[Testo fornito]
Se con “Il Conformista” era uscito dall’indifferenza e aveva attirato le prime serie attenzioni della critica e del pubblico su di sé, dopo “Strategia del Ragno” (1970) è con “Ultimo Tango a Parigi” che Bertolucci raggiunge la fama mondiale, anche per le intricate vicende giudiziarie legate alla censura e allo scandalo riguardante Maria Schneider, l’attrice che affiancò Marlon Brando. La libertà estrema, sia nel tema che nella messinscena, fa di “Ultimo Tango a Parigi” un film spartiacque sia della poetica del regista che del cinema italiano.
5 anni dopo è il turno del monumentale “Novecento”, un film maestoso che racconta i primi 45 anni del ‘900 italiano attraverso le vicende di due ragazzi nati nello stesso giorno del 1900 nello stesso luogo, ma in due contesti sociali totalmente differenti, uno padrone e l’altro sfruttato. Le sue 5 ore di durata non rappresentano un enorme problema una volta iniziata la visione, né hanno rappresentato un limite eccessivo alla sua distribuzione e conseguente successo.
Nel 1987 dirige “L’Ultimo Imperatore”, altro film di impatto planetario, vincitore di 9 Oscar e dotato di una epicità nella narrazione e nella messa in scena magistrale. “L’Ultimo Imperatore” si staglia insieme a “Novecento” come l’altro suo film più epico, per quanto poi nel tono si rifaccia a delle tecniche narrative più postmoderne che epiche.
Negli anni successivi realizza una serie di altri film, con meno risonanza de “L’Ultimo Imperatore” – anche perché sarebbe stato difficile averne di più – ma tuttavia non meno interessanti, “Il tè nel deserto” (1990), “Piccolo Buddha” (1993), “Io ballo da sola” (1996), “L’assedio” (1998).
Nel 2003 dirige l’ultimo film ad avere un impatto importante sul grande pubblico, si tratta di “The Dreamers”, in cui torna alle tematiche già affrontate a inizio carriera, oscillando tra il ’68, la politica e l’Eros. La malattia poi lo costringe ad abbandonare la macchina da presa per un po’, fino ad arrivare al suo ultimo lavoro nel 2012, “Io e Te”, tratto da un romanzo di Niccolò Ammaniti.

[Cosa fare]
1. Riscrivi in forma di elenco puntato il paragrafo del testo su Bertolucci che comincia con "Nel 2003 dirige", mantenendo i fatti principali.
2. Rispondi brevemente a queste domande sul testo su Bertolucci:
(a) Quanti Oscar ha vinto "L'Ultimo Imperatore"?
(b) Quanto dura "Novecento"?
(c) Quale attrice affiancò Marlon Brando in "Ultimo Tango a Parigi"?
3. Trascrivi parola per parola il tratto del testo su Bertolucci che va da "5 anni dopo" fino a "postmoderne che epiche.".
Le righe riportate qui non servono per questo lavoro.

[Materiale fornito]

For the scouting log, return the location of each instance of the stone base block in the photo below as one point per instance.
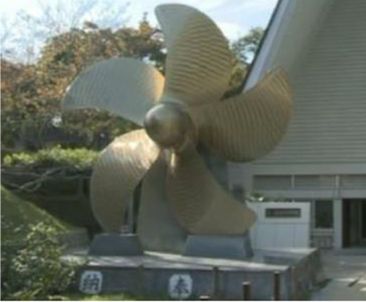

[Risposte]
1.
- Nel 2003 dirige "The Dreamers", il suo ultimo film con un impatto importante sul grande pubblico.
- In questo film riprende i temi di inizio carriera: il '68, la politica e l'Eros.
- Poi la malattia lo costringe ad abbandonare per un po' la macchina da presa.
- Il suo ultimo lavoro è "Io e Te" (2012), tratto da un romanzo di Niccolò Ammaniti.

2.
(a) 9 Oscar.
(b) 5 ore.
(c) Maria Schneider.

3.
5 anni dopo è il turno del monumentale “Novecento”, un film maestoso che racconta i primi 45 anni del ‘900 italiano attraverso le vicende di due ragazzi nati nello stesso giorno del 1900 nello stesso luogo, ma in due contesti sociali totalmente differenti, uno padrone e l’altro sfruttato. Le sue 5 ore di durata non rappresentano un enorme problema una volta iniziata la visione, né hanno rappresentato un limite eccessivo alla sua distribuzione e conseguente successo.
Nel 1987 dirige “L’Ultimo Imperatore”, altro film di impatto planetario, vincitore di 9 Oscar e dotato di una epicità nella narrazione e nella messa in scena magistrale. “L’Ultimo Imperatore” si staglia insieme a “Novecento” come l’altro suo film più epico, per quanto poi nel tono si rifaccia a delle tecniche narrative più postmoderne che epiche.